> [What needs to be done] Repeat word for word the line with "Where can the dome be found here?" and every line after it until the records below run out.

Part of a data file
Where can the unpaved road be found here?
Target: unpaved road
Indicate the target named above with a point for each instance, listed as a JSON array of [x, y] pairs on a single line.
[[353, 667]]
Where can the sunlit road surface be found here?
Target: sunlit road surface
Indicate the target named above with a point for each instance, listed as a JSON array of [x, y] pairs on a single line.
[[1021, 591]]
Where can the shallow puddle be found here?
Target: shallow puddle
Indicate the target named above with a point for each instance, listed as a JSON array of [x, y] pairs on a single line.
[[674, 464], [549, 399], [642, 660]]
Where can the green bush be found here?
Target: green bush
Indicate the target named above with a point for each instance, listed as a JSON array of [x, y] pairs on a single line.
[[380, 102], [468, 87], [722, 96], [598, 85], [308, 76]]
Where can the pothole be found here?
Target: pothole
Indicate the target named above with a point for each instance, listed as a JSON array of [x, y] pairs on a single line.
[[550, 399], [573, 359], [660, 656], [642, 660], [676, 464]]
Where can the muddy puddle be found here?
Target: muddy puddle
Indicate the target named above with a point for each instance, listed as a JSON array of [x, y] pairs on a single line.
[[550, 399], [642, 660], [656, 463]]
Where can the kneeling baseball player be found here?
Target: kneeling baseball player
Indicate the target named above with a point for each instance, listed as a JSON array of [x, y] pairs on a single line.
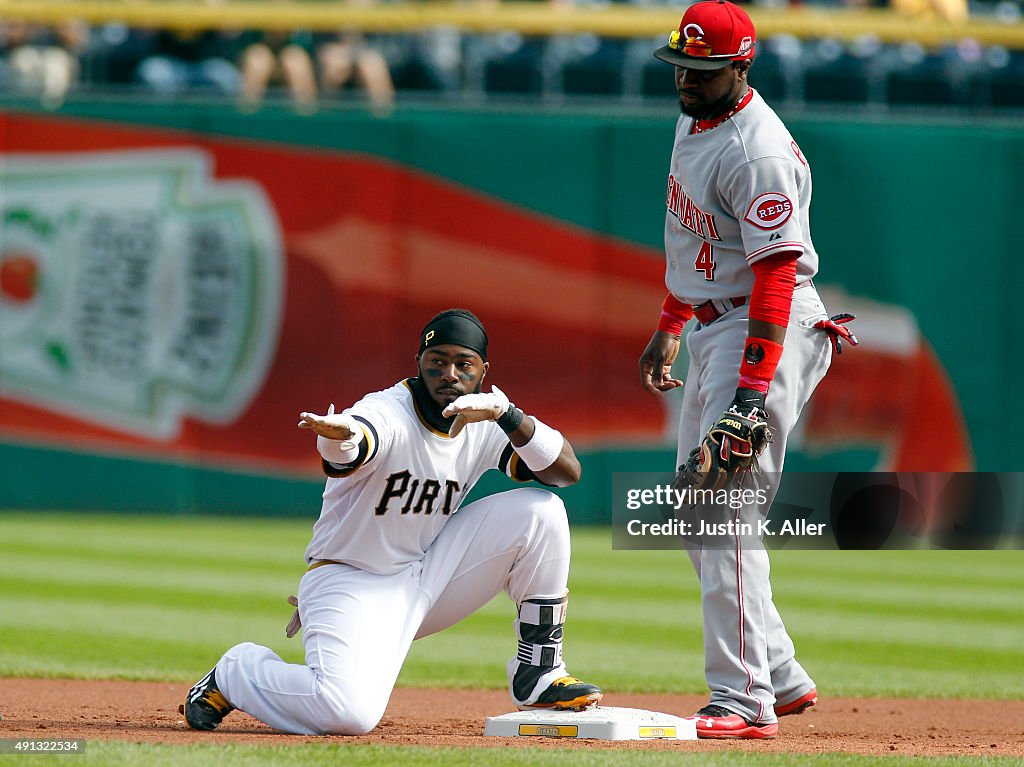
[[394, 557]]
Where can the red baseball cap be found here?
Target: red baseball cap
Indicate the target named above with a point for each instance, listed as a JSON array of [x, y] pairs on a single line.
[[712, 34]]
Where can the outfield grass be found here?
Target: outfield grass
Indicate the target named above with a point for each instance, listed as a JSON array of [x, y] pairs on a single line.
[[132, 755], [161, 598]]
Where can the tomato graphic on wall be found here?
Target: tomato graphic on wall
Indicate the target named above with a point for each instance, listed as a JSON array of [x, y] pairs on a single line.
[[18, 278]]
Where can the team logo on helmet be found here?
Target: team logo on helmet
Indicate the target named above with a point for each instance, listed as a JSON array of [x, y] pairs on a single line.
[[769, 211], [694, 45]]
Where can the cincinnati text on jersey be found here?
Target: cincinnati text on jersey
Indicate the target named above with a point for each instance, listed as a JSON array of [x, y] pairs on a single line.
[[689, 215]]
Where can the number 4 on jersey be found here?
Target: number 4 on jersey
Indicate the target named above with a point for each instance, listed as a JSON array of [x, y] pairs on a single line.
[[706, 261]]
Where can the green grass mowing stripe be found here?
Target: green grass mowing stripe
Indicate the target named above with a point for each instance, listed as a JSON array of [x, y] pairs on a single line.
[[118, 754], [105, 653], [967, 604], [102, 582], [997, 568]]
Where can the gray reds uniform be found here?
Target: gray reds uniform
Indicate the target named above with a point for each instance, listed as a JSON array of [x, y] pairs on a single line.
[[394, 556], [739, 258]]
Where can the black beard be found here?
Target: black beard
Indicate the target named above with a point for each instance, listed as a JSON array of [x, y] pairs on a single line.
[[428, 407], [711, 111]]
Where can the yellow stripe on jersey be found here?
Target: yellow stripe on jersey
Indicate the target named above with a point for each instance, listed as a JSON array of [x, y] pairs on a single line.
[[367, 450]]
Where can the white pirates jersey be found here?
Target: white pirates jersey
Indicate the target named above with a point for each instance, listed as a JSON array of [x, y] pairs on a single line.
[[382, 511], [737, 193]]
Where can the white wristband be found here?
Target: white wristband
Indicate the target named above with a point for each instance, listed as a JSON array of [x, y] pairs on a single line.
[[338, 451], [544, 446]]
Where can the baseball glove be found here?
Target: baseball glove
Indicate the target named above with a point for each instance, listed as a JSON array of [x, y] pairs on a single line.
[[731, 445]]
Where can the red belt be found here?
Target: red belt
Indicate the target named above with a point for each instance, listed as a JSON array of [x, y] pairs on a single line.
[[709, 311]]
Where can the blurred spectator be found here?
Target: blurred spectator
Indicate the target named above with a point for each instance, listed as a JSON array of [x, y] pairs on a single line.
[[182, 60], [272, 55], [350, 54], [44, 60]]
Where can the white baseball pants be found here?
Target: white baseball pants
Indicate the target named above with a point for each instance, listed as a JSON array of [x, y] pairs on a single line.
[[357, 627]]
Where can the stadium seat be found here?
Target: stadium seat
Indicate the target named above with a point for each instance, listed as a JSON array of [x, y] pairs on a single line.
[[924, 84], [845, 80], [768, 77], [598, 73], [518, 71]]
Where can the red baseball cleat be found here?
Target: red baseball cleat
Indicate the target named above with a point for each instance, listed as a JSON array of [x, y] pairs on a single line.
[[799, 706], [714, 721]]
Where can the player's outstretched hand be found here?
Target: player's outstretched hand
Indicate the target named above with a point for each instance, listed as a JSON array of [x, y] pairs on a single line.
[[655, 364], [333, 426], [296, 623], [472, 408], [834, 326], [731, 445]]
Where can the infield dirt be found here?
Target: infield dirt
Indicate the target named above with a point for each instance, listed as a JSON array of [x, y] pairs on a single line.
[[147, 712]]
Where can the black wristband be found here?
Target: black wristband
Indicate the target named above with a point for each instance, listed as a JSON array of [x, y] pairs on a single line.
[[750, 396], [511, 419]]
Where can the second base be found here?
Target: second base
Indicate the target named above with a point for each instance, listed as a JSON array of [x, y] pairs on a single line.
[[599, 723]]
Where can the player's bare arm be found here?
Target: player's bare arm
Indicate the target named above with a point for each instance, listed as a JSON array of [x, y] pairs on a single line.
[[545, 451], [564, 471]]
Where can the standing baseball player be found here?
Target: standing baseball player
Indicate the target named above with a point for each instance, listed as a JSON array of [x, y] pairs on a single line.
[[395, 557], [739, 259]]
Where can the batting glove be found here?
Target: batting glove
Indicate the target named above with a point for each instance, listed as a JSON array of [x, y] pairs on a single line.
[[837, 333], [473, 408]]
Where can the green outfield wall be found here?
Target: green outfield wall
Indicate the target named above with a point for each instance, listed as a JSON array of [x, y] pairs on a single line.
[[915, 219]]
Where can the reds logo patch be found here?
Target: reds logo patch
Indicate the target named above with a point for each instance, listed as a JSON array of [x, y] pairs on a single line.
[[769, 211]]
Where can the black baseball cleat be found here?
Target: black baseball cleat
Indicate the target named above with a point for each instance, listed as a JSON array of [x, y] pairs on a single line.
[[205, 707], [567, 693]]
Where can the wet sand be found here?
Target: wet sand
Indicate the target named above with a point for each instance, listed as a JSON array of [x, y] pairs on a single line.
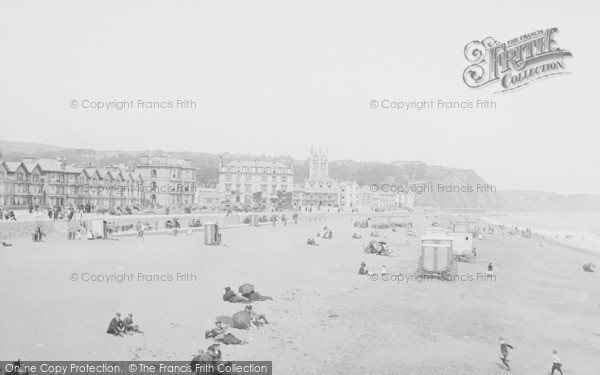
[[325, 318]]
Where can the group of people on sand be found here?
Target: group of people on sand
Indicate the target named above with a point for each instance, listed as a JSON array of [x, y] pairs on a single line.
[[327, 233], [311, 242], [120, 327], [233, 297], [556, 362]]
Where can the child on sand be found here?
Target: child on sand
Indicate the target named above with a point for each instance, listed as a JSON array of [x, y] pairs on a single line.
[[556, 363], [504, 350], [116, 326]]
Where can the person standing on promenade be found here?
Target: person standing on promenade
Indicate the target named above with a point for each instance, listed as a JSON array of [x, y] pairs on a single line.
[[504, 350], [556, 363]]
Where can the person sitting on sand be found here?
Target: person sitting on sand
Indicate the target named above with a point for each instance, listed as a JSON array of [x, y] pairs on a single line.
[[556, 363], [196, 361], [212, 354], [232, 297], [116, 326], [589, 267], [129, 326], [255, 296], [257, 319], [219, 333], [504, 350], [362, 270]]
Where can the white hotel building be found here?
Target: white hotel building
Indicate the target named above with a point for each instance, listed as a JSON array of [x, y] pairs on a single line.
[[239, 180]]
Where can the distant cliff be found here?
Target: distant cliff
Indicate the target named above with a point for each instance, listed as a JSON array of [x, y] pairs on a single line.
[[439, 186]]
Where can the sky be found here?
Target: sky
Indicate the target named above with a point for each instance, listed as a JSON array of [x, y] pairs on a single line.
[[274, 77]]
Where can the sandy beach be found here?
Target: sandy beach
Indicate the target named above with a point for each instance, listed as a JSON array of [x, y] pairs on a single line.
[[325, 318]]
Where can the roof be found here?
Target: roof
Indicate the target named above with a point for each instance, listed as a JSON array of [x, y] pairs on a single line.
[[12, 166], [53, 165], [255, 163]]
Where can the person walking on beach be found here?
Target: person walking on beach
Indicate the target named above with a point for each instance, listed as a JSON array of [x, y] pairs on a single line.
[[140, 229], [504, 350], [490, 271], [556, 363]]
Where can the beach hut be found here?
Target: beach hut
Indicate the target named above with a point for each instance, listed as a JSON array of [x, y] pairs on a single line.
[[212, 235], [100, 228], [436, 231], [437, 258], [465, 226]]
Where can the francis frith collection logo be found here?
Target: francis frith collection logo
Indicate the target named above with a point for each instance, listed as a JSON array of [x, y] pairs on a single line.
[[515, 63]]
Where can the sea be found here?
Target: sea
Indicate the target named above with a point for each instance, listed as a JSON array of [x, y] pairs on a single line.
[[573, 228]]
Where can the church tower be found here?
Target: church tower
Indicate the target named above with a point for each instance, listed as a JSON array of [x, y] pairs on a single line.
[[318, 163]]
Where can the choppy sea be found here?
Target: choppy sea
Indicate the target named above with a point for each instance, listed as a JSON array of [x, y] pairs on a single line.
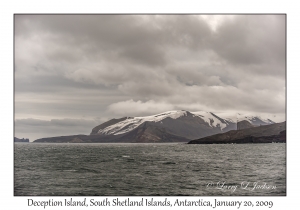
[[164, 169]]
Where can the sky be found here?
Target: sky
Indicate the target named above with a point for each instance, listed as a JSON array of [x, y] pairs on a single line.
[[74, 72]]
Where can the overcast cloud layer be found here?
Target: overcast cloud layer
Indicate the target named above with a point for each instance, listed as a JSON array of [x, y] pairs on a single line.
[[73, 72]]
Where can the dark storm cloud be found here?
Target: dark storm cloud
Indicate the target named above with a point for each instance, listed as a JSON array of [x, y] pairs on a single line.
[[104, 66]]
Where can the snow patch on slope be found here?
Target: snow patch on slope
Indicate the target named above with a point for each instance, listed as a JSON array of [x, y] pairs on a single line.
[[210, 119], [132, 123]]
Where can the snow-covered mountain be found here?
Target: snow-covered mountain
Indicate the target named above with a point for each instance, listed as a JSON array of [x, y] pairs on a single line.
[[171, 126], [208, 119]]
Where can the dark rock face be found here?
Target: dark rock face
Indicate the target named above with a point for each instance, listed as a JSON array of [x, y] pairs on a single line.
[[20, 140], [244, 124], [261, 134]]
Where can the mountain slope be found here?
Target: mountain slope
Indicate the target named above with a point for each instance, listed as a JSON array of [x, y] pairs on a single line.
[[171, 126]]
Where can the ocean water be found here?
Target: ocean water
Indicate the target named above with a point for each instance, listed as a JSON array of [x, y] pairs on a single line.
[[173, 169]]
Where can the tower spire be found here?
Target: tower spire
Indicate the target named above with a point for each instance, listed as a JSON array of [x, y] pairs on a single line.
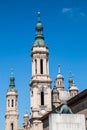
[[38, 16], [12, 83], [59, 69], [71, 80], [39, 38]]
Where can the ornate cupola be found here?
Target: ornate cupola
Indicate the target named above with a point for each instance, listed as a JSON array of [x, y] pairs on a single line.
[[70, 81], [39, 38], [11, 115], [59, 82], [55, 97], [40, 84], [26, 124], [73, 90]]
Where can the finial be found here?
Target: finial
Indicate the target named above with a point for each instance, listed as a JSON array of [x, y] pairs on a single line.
[[38, 16], [59, 69], [12, 73]]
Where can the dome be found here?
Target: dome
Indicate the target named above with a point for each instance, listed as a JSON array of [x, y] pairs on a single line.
[[63, 95], [59, 76], [73, 88], [55, 90], [26, 115], [39, 26], [39, 42]]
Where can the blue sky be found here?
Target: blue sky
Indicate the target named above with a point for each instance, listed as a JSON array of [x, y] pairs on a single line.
[[65, 31]]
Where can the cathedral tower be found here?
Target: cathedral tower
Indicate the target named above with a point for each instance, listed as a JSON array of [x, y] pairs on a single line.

> [Task output]
Where can the dome be found here?
Target: dome
Indicate the target named above with a point for each instance, listed as a JSON array of [x, y] pairs on a single line.
[[63, 95], [59, 76], [73, 88], [55, 90], [26, 115], [39, 26], [39, 42]]
Where can the blue sky be found here?
Target: blue sky
Indicate the target named above with a point for each instance, listed as a JSON array of [x, y] pairs on a single line.
[[65, 31]]
Where can the cathedral tower be found here?
Target: cathedral tower
Indicate the target named above with a point for each instance, listed as a JSON array of [x, y] pairs on a single line.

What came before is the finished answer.